◆ **SOURCE DOCUMENT**:
Skip to content
Ilia Abolhasani edited this page May 31, 2023 · 3 revisions

AmiR-P3 Wiki

Welcome to the wiki for AmiR-P3! This wiki provides documentation and guides for using the AmiR-P3 repository. Below is an outline of the available wiki pages:

  • Overview: Learn about the purpose and goals of AmiR-P3.
  • Installation: Instructions on how to install and set up AmiR-P3.
  • Documentation: Detailed documentation on the integrated components and tools.
  • Contributing: Information on how to contribute to the AmiR-P3 project.

Pages

Overview

AmiR-P3 is an advanced ab initio plant miRNA prediction pipeline written in Python 3.*. It is designed to address the challenges associated with miRNA prediction in plants by leveraging various computational techniques and integrating several tools.

The pipeline allows users to adjust prediction criteria based on state-of-the-art biological knowledge of plant miRNA properties. It starts by finding potential homologs of known plant miRNAs in the input sequence(s) and ensures they do not overlap with protein-coding regions. Then, it computes minimum free energy structures of the presumed RNA sequences using tools such as contrafold, mfold, unafold, viennaRNA, and mxfold2 (if installed). A pre-trained deep learning classification model is used to predict potential miRNAs based on the computed structures. Finally, a set of criteria is applied to select the most likely miRNAs from the predicted set.

AmiR-P3 offers features such as comprehensive sequence analysis, compatibility with viennaRNA, and optional coding sequence filtration using diamond or blastx. It provides accurate miRNA predictions across various plant species, making it suitable for both conserved and novel miRNA discovery.

To get started with AmiR-P3, please refer to the Installation and Usage pages for detailed instructions on installation, setup, and how to run the pipeline.

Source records
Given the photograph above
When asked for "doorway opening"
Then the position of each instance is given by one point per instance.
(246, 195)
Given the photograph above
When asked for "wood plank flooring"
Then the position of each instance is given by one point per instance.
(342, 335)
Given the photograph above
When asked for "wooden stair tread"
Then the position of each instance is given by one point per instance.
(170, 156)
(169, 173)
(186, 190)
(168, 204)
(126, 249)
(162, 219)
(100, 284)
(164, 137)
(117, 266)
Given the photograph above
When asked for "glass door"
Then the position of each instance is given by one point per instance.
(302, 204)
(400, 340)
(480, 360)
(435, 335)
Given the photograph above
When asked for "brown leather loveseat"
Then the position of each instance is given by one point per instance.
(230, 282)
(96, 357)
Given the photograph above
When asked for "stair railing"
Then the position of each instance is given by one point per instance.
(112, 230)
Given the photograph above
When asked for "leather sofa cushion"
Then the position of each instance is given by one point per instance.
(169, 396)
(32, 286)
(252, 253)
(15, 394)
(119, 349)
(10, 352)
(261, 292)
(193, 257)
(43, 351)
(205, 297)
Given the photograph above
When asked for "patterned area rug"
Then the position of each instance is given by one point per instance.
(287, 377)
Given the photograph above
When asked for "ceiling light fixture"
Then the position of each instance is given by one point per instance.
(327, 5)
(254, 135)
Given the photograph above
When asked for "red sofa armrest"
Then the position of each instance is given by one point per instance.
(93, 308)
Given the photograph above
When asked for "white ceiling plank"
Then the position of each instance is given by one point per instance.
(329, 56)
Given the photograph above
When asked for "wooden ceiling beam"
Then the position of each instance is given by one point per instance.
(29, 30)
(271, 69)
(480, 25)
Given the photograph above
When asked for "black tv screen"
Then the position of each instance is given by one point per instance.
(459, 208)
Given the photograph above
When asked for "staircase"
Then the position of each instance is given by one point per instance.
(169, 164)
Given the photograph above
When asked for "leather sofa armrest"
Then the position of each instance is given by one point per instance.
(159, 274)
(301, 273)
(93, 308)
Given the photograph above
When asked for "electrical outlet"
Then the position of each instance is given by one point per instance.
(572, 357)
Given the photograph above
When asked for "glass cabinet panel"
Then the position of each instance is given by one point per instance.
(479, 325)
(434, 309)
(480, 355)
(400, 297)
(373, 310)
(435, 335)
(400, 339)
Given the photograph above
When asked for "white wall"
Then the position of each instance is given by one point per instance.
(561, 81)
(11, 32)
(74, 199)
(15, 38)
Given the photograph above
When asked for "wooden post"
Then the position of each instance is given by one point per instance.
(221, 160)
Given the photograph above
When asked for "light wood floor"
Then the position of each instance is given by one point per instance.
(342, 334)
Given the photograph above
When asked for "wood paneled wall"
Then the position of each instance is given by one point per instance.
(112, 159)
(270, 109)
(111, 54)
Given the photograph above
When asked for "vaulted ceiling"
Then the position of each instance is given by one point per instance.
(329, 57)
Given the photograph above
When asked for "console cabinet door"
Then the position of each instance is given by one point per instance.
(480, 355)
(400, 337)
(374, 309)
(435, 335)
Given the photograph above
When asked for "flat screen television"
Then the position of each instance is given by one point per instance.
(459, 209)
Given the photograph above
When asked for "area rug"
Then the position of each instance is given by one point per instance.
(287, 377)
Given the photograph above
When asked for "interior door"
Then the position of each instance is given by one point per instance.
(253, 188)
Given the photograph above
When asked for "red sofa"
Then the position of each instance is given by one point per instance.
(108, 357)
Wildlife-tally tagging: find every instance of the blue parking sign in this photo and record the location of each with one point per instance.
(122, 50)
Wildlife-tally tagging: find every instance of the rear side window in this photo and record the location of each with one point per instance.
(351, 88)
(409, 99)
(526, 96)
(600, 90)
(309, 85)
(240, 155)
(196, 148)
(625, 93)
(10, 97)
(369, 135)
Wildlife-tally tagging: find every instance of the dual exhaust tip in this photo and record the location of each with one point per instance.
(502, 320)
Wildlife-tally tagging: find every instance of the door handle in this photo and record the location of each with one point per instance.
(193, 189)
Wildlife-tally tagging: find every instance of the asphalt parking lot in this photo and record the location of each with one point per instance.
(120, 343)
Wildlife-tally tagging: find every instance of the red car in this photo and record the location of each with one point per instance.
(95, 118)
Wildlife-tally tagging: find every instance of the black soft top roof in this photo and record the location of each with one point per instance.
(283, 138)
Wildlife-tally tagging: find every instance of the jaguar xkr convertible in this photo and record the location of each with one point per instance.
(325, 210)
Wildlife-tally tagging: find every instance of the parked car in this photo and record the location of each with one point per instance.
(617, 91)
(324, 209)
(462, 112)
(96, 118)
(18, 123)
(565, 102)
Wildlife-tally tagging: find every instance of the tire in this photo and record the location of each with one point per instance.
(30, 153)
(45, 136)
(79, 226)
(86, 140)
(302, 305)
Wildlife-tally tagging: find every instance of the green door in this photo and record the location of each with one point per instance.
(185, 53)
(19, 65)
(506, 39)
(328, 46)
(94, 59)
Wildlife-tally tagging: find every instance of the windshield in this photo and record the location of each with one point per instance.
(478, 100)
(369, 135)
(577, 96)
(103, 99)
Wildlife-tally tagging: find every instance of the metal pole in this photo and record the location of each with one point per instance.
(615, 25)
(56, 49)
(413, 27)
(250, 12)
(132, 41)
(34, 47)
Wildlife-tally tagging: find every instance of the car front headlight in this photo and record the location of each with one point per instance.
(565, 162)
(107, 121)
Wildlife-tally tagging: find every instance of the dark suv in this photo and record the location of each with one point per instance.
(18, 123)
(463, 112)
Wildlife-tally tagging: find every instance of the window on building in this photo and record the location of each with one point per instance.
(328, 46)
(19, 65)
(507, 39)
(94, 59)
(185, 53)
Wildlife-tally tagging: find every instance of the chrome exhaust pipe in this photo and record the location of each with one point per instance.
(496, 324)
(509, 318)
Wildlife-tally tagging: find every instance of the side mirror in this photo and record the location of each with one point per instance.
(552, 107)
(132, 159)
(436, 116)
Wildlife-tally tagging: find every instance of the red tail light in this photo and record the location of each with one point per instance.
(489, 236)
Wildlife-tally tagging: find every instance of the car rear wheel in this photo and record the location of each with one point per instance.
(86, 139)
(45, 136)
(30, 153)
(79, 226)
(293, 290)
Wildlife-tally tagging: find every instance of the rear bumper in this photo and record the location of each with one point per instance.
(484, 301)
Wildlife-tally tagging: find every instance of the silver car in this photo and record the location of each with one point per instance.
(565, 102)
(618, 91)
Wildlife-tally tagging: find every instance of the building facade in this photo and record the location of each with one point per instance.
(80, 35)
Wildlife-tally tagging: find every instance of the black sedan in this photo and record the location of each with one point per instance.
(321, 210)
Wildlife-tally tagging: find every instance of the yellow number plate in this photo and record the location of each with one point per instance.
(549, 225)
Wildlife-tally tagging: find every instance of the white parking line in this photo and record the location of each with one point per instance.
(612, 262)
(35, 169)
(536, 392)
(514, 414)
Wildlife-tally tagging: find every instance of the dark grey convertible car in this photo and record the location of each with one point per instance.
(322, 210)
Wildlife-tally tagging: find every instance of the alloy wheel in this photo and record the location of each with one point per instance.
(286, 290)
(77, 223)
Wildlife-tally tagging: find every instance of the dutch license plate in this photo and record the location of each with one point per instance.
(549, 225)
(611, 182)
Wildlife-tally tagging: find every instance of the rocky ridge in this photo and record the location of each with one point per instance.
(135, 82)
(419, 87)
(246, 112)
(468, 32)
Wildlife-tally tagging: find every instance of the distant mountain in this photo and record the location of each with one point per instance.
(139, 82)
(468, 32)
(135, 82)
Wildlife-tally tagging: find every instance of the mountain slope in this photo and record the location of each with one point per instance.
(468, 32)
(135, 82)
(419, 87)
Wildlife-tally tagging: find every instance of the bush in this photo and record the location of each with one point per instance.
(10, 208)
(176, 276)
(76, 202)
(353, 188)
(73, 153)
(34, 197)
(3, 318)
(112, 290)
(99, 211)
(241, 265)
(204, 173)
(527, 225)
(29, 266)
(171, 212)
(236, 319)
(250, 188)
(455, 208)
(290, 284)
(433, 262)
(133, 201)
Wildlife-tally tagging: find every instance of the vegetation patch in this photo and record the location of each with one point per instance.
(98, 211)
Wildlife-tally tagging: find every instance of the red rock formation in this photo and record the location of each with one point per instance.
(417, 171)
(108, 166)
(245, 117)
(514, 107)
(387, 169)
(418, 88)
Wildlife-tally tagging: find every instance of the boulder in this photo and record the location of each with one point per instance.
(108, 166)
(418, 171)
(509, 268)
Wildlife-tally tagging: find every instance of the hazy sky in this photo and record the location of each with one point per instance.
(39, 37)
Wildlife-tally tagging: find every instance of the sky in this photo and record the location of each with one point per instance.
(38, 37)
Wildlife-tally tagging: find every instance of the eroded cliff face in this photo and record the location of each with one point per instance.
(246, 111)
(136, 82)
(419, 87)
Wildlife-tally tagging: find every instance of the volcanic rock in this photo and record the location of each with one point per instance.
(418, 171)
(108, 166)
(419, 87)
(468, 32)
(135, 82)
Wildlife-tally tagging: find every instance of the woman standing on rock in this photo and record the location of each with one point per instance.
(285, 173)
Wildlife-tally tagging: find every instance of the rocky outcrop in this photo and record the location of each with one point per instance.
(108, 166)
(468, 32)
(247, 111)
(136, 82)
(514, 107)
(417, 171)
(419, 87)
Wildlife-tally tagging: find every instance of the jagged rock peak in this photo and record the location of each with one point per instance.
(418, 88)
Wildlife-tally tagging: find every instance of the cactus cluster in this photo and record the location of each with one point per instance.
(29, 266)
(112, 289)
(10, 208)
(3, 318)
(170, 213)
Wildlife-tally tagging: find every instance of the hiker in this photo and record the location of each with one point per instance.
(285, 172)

◆ **TASK ITEM**:
In the AmiR-P3 wiki page, write out the passage from "AmiR-P3 is an" up to and including "integrating several tools.", swapping "advanced" for "modern".

◆ **THE ANSWER**:
AmiR-P3 is an modern ab initio plant miRNA prediction pipeline written in Python 3.*. It is designed to address the challenges associated with miRNA prediction in plants by leveraging various computational techniques and integrating several tools.